Problem. Decide whether each statement agrees with the text about the kite called Orion, and back each yes or no with the deciding words from the text, quoted exactly: (a) the afternoon visit followed most of a week spent in bed with the flu; (b) the birds are baited to keep them near the photographers; (c) in the myth, Orion's end comes from a snake bite.

Preening, wingstretches, repositioning on the branch. And all the time he seems completely settled.
After an hour of standing in the fine sunshine, carrying a long lens, and working with a bird that seems to have no fear of us, a great deal of understanding, awareness and connection emerges.
The others move back to the car. I bid this able bird ‘good morning’ and follow them back. Soft eyes follow me.
And just before you think I’ve run out of stuff to write about and am uploading a few older images.
These are from a visit this afternoon. I’ve been laid up at home in bed with the flu for most of the week. And EE decided that it was such a nice sunny afternoon, that I’d be allowed out for a bit of ‘fresh air’.
So down to 29 Mile we went. And there was mr casual, Orion, sitting on the usual post eating a usual mouse. Well obviously not the same mouse as before, but you get the idea.
Interestingly enough there was quite a track made through the long grass and marsh weed, by photographers tracking in and out over the weekend. EE says, if she’d have known it might have been a good place to sell hot scones and tea!
Orion seemed all the more oblivious to it all, and went through an entire preening and resting program with two photographers at arms length —so to speak. Well not quite, but in its relaxed way we enjoyed vicariously its company.
Here is a small sample of the afternoon. And yes, I do feel better from the fresh air.
Not sure how you’re Greek mythology is, but Orion was a hunter who was going to kill all the wildlife. A bit miffed with his hubris, the gods took umbrage— they seeemed to do that a lot, over the least, and perhaps even looked for opportunities to be offended, but I digress.
In the end of the myth, well he gets bitten by a clever snake, and is consigned to turn for ever in the heavens, he at one end, and the snake at the other. When one lot of star pattern is visible at night, the other is below the horizon. One sets as the other rises. All very mystical.
There is a lot of the life/death, rebirth and restitution in the entire story, but that is probably enough for most average bird photographers to take in at one sitting.
After several sessions with the Black-shouldered Kite down on the 29 Mile Road, it dawned on me that Orion, the mighty hunter, would be a good, well, unisex name for our hero(ine).
So we went down to see Orion, discuss the matter with him/her, and see what he/she thought.
Seemed to go pretty well, and just to confirm it all the bird dropped off the post, flew a few wingflaps, hovered, dived and returned with a mouse. One can almost here Mt Olympus turning.
Addendum: Just to be very clear. These birds are not baited, called in, or in anyway interfered with. We are simply recording the activities of a very relaxed and completely confident bird. We strive for connection and if a bird exhibits any ‘stress’, we leave it in peace. No photo is worth stressing the bird. Now you know!

Record set.

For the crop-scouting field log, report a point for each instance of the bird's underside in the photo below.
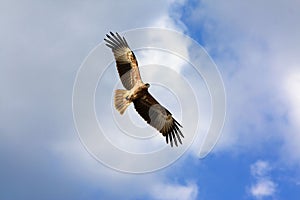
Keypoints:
(137, 92)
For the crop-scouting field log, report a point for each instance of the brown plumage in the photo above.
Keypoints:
(137, 92)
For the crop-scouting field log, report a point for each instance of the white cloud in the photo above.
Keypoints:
(255, 46)
(290, 87)
(45, 44)
(175, 192)
(263, 186)
(260, 168)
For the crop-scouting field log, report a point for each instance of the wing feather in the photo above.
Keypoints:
(127, 65)
(158, 117)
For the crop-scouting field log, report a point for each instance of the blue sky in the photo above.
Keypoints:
(255, 46)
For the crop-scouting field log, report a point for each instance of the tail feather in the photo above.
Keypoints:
(121, 103)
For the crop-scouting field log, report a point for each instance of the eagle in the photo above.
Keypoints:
(137, 92)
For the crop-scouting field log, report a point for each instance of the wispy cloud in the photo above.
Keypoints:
(175, 192)
(263, 185)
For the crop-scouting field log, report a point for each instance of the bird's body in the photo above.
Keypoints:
(137, 92)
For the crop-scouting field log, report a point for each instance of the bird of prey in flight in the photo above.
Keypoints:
(137, 92)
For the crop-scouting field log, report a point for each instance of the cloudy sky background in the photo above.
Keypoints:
(255, 46)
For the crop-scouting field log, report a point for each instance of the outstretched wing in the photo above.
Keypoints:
(158, 117)
(127, 65)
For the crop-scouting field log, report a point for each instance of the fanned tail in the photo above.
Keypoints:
(121, 101)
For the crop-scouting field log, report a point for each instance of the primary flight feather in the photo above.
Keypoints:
(137, 92)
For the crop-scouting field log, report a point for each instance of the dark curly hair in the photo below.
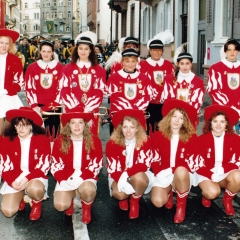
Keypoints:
(11, 132)
(92, 57)
(207, 127)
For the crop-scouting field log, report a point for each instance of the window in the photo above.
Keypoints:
(36, 27)
(67, 29)
(202, 10)
(61, 28)
(99, 8)
(37, 5)
(60, 15)
(36, 15)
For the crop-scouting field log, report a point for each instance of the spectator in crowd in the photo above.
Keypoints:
(27, 51)
(26, 162)
(11, 75)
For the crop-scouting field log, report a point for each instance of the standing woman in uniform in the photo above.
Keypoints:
(84, 81)
(26, 161)
(156, 68)
(174, 143)
(184, 84)
(219, 151)
(129, 158)
(11, 74)
(76, 161)
(43, 79)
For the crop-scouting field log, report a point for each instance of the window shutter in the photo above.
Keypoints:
(230, 19)
(236, 19)
(209, 20)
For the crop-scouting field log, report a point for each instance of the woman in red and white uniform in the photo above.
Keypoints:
(224, 78)
(43, 80)
(184, 84)
(156, 68)
(174, 144)
(128, 88)
(219, 152)
(25, 162)
(129, 158)
(11, 74)
(84, 81)
(76, 161)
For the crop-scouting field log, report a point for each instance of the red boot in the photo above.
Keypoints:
(21, 205)
(206, 202)
(169, 203)
(181, 207)
(134, 206)
(36, 210)
(86, 212)
(70, 210)
(227, 202)
(123, 204)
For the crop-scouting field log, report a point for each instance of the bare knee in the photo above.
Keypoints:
(8, 211)
(211, 193)
(61, 206)
(158, 202)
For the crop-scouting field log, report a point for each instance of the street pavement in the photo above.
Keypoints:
(111, 223)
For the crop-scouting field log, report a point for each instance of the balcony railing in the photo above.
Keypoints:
(13, 3)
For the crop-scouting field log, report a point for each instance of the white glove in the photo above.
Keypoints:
(128, 189)
(75, 182)
(64, 184)
(122, 180)
(3, 92)
(164, 173)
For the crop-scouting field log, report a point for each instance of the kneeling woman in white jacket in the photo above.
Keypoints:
(77, 159)
(129, 158)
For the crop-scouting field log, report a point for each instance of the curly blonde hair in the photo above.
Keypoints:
(185, 132)
(66, 138)
(118, 137)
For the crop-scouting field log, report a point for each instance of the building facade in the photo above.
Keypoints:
(66, 17)
(12, 14)
(30, 18)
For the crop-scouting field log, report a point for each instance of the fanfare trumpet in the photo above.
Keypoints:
(102, 112)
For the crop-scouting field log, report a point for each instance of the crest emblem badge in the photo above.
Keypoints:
(130, 90)
(233, 80)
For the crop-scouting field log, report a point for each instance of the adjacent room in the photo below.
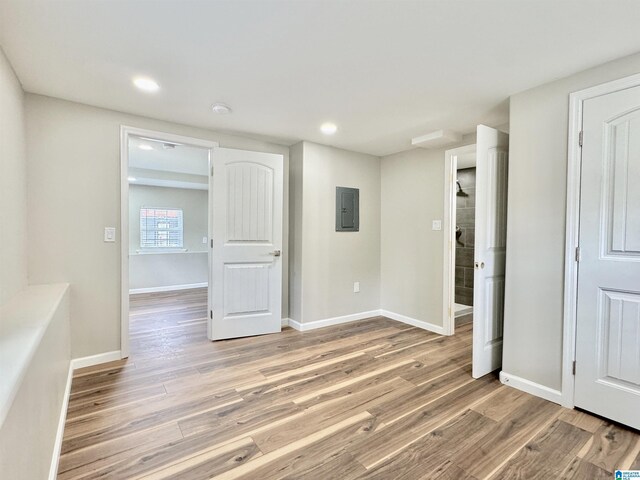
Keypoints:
(168, 241)
(277, 239)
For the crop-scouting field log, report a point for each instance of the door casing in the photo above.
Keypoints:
(449, 267)
(574, 163)
(125, 133)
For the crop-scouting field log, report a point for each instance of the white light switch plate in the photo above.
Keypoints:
(109, 234)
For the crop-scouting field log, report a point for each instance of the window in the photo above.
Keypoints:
(161, 228)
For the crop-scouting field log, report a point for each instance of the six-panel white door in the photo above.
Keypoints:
(492, 151)
(608, 316)
(247, 243)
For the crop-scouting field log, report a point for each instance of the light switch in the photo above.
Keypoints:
(109, 234)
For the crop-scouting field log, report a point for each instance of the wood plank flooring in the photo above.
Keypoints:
(374, 399)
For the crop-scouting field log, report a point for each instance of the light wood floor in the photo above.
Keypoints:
(374, 399)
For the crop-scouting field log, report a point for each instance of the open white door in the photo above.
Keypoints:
(492, 149)
(247, 243)
(608, 315)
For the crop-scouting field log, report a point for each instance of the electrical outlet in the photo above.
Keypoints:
(109, 234)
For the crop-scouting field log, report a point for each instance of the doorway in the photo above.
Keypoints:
(166, 208)
(475, 244)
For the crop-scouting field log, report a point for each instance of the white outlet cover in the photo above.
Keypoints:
(109, 234)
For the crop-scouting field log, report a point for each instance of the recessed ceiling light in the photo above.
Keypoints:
(221, 108)
(146, 84)
(328, 128)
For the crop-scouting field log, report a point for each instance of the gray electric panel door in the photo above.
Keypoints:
(347, 209)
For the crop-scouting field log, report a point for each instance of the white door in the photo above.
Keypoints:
(608, 316)
(247, 243)
(492, 151)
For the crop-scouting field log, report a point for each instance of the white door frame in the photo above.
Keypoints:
(449, 267)
(125, 133)
(574, 162)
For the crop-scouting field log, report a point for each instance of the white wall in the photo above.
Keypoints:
(536, 223)
(28, 434)
(295, 231)
(411, 252)
(332, 261)
(166, 269)
(74, 192)
(13, 186)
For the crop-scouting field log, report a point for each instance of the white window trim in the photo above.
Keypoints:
(162, 249)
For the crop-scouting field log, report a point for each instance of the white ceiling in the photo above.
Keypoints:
(383, 71)
(181, 159)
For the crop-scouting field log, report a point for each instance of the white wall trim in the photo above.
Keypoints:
(576, 100)
(295, 325)
(303, 327)
(92, 360)
(125, 133)
(413, 322)
(533, 388)
(57, 446)
(168, 288)
(448, 228)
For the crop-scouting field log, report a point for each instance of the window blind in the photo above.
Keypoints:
(161, 228)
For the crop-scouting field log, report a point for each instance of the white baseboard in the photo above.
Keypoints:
(295, 325)
(57, 446)
(533, 388)
(95, 359)
(303, 327)
(413, 322)
(168, 288)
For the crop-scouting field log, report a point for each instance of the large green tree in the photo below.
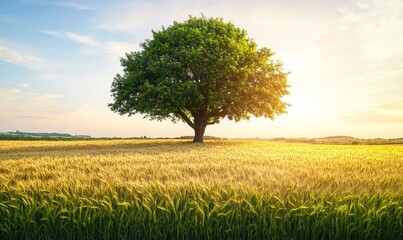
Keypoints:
(200, 71)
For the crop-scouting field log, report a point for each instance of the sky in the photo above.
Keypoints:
(58, 60)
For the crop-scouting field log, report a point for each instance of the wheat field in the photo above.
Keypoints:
(222, 189)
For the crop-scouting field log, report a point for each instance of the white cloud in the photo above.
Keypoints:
(25, 85)
(16, 104)
(19, 57)
(74, 5)
(112, 47)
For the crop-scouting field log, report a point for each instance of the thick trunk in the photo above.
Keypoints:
(199, 128)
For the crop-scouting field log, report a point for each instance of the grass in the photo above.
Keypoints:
(170, 189)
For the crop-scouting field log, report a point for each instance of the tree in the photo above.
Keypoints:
(200, 71)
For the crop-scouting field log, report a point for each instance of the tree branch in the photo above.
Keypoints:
(185, 118)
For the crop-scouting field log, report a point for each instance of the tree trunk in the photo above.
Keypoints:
(199, 128)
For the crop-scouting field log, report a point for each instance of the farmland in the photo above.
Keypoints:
(171, 189)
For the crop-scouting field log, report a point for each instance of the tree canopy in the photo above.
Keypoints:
(200, 71)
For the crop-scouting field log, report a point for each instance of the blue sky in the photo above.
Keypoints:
(58, 60)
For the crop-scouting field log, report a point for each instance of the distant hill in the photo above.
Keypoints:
(18, 135)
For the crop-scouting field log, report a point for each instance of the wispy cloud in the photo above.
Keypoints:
(74, 5)
(67, 4)
(19, 57)
(112, 47)
(24, 85)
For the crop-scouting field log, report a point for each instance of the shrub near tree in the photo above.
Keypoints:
(200, 71)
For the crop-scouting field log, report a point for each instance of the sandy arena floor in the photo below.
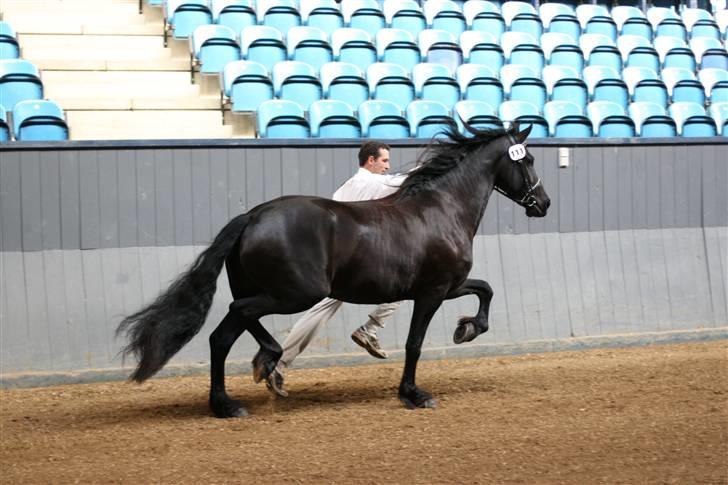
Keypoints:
(637, 416)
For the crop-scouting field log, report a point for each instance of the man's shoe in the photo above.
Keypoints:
(369, 342)
(274, 383)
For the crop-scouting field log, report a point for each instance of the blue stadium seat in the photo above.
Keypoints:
(444, 15)
(683, 86)
(482, 48)
(322, 14)
(19, 81)
(263, 44)
(715, 82)
(246, 85)
(525, 112)
(609, 120)
(406, 15)
(428, 119)
(382, 119)
(645, 85)
(719, 113)
(564, 84)
(354, 46)
(390, 82)
(296, 81)
(280, 14)
(9, 47)
(280, 118)
(344, 81)
(479, 82)
(522, 48)
(39, 120)
(236, 14)
(212, 46)
(440, 47)
(309, 45)
(691, 119)
(398, 46)
(478, 114)
(651, 120)
(181, 17)
(333, 119)
(566, 120)
(435, 83)
(363, 14)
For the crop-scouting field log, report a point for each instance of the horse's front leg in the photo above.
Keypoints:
(410, 395)
(470, 327)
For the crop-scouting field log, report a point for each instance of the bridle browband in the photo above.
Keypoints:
(517, 152)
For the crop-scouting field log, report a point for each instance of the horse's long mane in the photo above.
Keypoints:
(442, 155)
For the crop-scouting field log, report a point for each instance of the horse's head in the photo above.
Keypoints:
(515, 176)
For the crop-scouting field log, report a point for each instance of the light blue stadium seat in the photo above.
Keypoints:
(445, 15)
(609, 120)
(477, 114)
(9, 47)
(354, 46)
(382, 119)
(390, 82)
(645, 85)
(482, 48)
(566, 120)
(715, 83)
(719, 113)
(398, 46)
(363, 14)
(39, 120)
(212, 46)
(280, 118)
(343, 81)
(428, 119)
(19, 81)
(605, 84)
(181, 17)
(333, 119)
(296, 81)
(236, 14)
(440, 47)
(525, 112)
(651, 120)
(522, 48)
(683, 86)
(564, 84)
(246, 85)
(692, 120)
(263, 44)
(309, 45)
(435, 83)
(322, 14)
(279, 14)
(479, 82)
(406, 15)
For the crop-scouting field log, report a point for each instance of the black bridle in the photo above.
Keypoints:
(517, 153)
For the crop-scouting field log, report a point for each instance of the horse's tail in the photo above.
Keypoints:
(160, 330)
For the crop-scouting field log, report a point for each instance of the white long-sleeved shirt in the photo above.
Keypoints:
(365, 185)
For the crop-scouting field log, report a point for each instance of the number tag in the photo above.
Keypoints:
(517, 152)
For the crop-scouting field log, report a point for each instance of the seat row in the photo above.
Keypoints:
(425, 119)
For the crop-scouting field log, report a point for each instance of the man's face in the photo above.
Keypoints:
(380, 164)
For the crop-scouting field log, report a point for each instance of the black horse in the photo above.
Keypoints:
(285, 255)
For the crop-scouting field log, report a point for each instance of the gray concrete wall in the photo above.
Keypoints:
(635, 243)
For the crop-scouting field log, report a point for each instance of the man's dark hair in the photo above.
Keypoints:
(370, 149)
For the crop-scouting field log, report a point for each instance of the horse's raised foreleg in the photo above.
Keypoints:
(410, 395)
(470, 327)
(221, 340)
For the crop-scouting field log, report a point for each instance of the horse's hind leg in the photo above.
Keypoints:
(221, 340)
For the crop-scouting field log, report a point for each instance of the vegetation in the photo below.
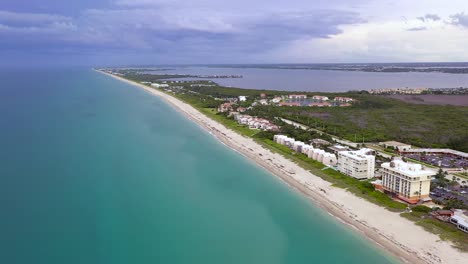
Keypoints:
(446, 231)
(372, 118)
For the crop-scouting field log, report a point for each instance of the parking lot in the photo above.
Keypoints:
(442, 195)
(442, 160)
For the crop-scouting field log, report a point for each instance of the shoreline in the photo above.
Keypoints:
(389, 231)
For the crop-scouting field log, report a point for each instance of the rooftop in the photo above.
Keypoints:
(362, 154)
(407, 168)
(394, 143)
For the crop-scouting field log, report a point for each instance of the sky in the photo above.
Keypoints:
(136, 32)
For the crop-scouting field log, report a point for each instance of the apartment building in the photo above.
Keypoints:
(410, 182)
(358, 164)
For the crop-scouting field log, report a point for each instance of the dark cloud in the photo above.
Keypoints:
(163, 32)
(429, 17)
(460, 19)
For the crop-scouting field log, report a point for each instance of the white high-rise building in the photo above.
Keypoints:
(411, 182)
(358, 164)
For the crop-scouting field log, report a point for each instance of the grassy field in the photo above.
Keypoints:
(446, 231)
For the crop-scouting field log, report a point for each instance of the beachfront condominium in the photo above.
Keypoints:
(358, 164)
(410, 182)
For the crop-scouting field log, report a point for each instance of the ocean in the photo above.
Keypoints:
(323, 80)
(94, 170)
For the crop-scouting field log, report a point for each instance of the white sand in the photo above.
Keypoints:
(397, 235)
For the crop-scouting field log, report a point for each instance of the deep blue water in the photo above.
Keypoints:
(324, 80)
(93, 170)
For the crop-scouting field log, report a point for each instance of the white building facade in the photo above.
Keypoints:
(357, 164)
(411, 182)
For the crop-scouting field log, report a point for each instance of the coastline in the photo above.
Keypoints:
(398, 236)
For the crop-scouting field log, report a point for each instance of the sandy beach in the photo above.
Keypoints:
(398, 236)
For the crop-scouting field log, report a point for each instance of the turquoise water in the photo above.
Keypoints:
(96, 171)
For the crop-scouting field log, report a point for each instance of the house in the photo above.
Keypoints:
(344, 99)
(358, 164)
(241, 109)
(158, 85)
(242, 98)
(320, 104)
(396, 145)
(410, 182)
(289, 104)
(276, 100)
(317, 142)
(297, 96)
(320, 98)
(337, 148)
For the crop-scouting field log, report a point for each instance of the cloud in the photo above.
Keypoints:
(460, 19)
(417, 29)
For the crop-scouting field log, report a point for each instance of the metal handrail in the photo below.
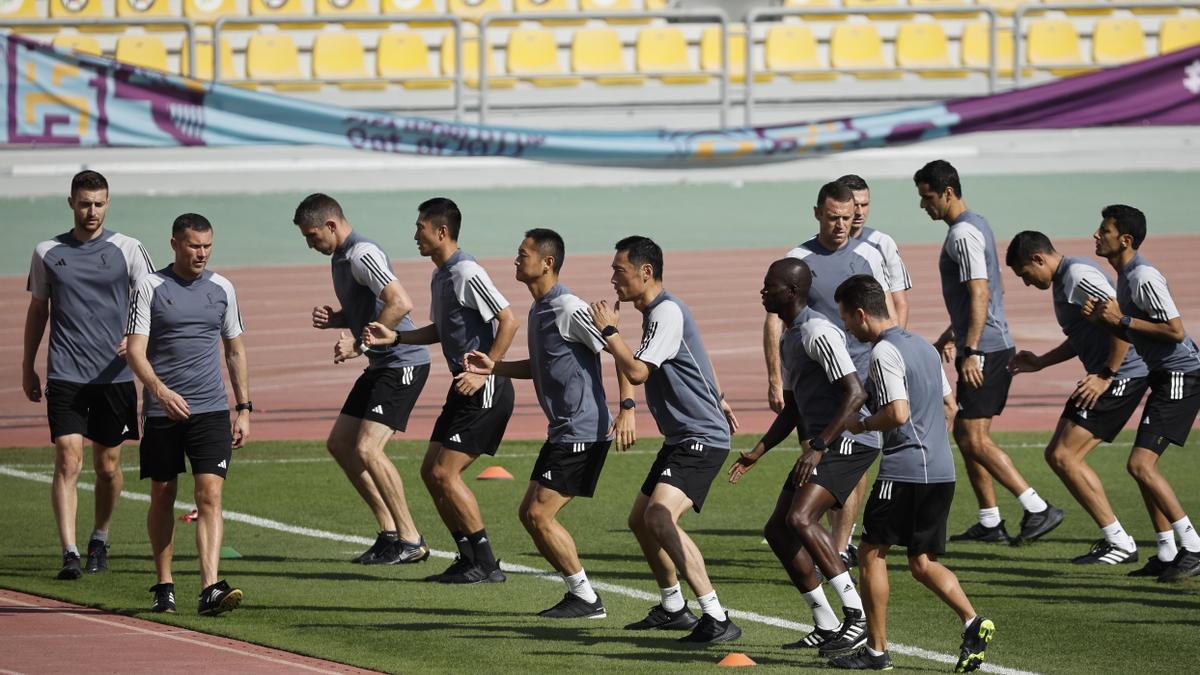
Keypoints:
(456, 25)
(771, 12)
(189, 29)
(721, 17)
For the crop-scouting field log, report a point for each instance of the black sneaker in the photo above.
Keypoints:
(1186, 565)
(862, 659)
(217, 598)
(1035, 525)
(574, 607)
(1105, 553)
(977, 532)
(975, 644)
(708, 631)
(71, 568)
(851, 634)
(163, 598)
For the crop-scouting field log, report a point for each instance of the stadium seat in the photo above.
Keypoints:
(598, 51)
(663, 54)
(339, 55)
(923, 45)
(403, 54)
(273, 57)
(791, 47)
(142, 51)
(857, 46)
(1179, 33)
(1117, 41)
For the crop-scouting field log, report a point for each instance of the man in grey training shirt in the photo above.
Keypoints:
(81, 282)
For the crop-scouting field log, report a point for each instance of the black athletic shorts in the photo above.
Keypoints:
(909, 514)
(840, 470)
(570, 469)
(387, 394)
(988, 400)
(1170, 410)
(1111, 410)
(205, 438)
(105, 413)
(475, 424)
(688, 466)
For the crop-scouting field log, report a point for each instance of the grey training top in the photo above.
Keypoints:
(360, 272)
(88, 286)
(185, 322)
(905, 366)
(564, 358)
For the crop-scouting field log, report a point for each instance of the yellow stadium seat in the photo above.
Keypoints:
(1179, 33)
(598, 51)
(339, 55)
(856, 46)
(142, 51)
(791, 47)
(273, 57)
(664, 51)
(1117, 41)
(403, 54)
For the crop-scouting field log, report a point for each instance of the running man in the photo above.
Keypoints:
(1109, 393)
(823, 392)
(685, 400)
(384, 395)
(564, 365)
(468, 315)
(179, 320)
(1145, 314)
(81, 281)
(981, 347)
(911, 499)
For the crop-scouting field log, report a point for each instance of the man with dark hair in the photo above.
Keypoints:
(822, 393)
(1109, 393)
(178, 317)
(81, 282)
(685, 399)
(384, 395)
(912, 494)
(468, 315)
(1145, 314)
(981, 347)
(564, 365)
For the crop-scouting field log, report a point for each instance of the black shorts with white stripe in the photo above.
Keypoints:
(1111, 411)
(387, 394)
(1170, 410)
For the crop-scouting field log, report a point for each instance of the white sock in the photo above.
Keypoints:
(989, 517)
(1031, 501)
(712, 607)
(822, 611)
(1167, 549)
(845, 587)
(577, 584)
(672, 598)
(1187, 535)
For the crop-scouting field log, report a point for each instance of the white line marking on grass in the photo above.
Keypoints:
(265, 523)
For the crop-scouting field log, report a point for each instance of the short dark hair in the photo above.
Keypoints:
(642, 250)
(1127, 220)
(441, 210)
(549, 243)
(316, 209)
(939, 175)
(837, 191)
(195, 222)
(863, 292)
(1023, 248)
(90, 180)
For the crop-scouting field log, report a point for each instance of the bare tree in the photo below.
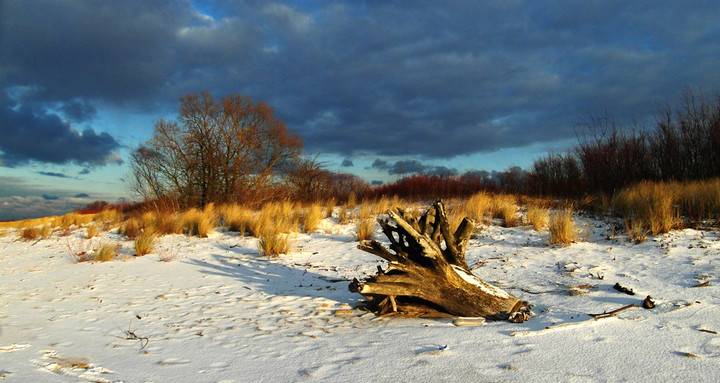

Output for this task.
(a) Yes: "I’ve been laid up at home in bed with the flu for most of the week."
(b) No: "These birds are not baited, called in, or in anyway interfered with."
(c) Yes: "he gets bitten by a clever snake"